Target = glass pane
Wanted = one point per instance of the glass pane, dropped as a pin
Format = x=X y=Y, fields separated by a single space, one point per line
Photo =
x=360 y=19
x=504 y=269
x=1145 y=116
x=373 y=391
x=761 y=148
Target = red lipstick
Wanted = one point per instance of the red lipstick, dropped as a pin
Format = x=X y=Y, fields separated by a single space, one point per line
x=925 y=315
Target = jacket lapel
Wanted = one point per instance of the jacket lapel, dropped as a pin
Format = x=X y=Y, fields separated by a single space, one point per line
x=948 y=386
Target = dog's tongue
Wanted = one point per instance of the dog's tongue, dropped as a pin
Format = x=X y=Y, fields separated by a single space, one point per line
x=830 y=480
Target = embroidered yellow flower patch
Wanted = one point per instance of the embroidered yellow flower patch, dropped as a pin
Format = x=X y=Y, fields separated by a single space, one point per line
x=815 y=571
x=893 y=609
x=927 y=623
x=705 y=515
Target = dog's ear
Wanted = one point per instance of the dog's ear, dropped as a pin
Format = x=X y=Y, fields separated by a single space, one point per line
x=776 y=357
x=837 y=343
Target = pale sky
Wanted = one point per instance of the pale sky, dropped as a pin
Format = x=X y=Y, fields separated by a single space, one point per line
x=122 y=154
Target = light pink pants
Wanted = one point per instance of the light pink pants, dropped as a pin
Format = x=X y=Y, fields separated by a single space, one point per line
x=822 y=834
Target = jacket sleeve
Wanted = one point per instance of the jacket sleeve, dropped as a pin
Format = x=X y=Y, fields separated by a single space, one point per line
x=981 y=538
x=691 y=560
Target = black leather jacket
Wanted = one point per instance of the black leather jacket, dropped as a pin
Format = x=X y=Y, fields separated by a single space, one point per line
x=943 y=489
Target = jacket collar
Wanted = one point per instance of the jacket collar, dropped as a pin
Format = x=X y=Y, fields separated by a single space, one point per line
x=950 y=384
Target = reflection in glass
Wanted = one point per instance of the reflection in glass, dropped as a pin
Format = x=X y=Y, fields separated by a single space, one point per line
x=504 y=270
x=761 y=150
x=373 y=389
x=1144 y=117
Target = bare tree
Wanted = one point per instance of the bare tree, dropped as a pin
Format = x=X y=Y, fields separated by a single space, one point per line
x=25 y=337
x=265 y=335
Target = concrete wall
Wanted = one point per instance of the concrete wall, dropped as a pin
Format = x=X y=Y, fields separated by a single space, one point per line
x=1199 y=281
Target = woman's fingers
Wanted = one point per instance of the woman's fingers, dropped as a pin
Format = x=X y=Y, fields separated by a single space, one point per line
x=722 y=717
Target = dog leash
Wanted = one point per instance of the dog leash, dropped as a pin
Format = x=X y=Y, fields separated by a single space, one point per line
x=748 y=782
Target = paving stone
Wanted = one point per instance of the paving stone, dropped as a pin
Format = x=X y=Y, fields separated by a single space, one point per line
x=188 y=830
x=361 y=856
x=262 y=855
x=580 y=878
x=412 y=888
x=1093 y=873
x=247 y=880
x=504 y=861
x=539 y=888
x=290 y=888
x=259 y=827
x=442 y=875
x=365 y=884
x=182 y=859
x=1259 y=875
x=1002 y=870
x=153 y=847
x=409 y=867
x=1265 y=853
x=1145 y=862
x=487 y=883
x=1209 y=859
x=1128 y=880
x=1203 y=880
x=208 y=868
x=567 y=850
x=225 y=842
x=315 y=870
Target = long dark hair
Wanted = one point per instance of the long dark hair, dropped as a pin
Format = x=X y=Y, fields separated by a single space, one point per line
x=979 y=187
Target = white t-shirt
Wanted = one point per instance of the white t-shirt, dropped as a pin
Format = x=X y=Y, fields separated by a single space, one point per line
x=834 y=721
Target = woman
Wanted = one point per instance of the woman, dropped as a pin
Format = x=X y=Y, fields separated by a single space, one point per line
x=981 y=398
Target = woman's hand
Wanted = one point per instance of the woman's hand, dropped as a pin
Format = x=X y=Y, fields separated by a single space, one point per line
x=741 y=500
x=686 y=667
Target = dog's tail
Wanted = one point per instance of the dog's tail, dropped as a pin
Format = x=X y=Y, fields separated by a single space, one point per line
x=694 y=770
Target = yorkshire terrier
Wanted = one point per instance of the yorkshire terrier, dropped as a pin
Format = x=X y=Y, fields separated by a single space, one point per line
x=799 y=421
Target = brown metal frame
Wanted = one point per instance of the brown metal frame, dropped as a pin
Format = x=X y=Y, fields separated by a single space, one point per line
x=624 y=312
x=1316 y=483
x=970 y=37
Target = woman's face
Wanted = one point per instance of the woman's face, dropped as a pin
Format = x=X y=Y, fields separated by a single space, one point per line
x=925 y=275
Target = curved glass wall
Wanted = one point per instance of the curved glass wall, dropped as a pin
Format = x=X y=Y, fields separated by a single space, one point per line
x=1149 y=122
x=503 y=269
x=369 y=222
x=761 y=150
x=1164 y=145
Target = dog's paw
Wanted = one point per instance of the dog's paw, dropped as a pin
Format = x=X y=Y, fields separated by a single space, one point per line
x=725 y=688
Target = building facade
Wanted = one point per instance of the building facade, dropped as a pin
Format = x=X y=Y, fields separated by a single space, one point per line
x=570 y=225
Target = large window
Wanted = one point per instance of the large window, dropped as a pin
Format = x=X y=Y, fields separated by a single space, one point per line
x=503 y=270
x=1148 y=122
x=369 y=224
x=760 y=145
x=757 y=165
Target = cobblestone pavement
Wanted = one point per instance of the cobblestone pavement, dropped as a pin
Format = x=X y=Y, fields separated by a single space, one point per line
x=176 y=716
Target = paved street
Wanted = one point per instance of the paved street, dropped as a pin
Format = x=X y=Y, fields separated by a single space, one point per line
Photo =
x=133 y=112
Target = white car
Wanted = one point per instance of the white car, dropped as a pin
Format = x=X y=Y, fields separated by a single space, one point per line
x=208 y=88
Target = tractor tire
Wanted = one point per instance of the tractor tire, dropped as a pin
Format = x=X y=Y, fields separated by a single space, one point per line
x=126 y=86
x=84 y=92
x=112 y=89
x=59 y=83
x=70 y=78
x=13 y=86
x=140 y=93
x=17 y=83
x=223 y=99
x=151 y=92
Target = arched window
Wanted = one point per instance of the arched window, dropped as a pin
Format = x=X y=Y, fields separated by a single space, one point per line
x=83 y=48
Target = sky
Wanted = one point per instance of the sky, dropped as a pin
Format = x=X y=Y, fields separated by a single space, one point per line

## EXERCISE BRIEF
If a line in the records above has the word "frame", copy it.

## PROBLEM SOLUTION
Target = brown metal frame
Wanted = one point per instance of the brown metal frame, dropped as a pin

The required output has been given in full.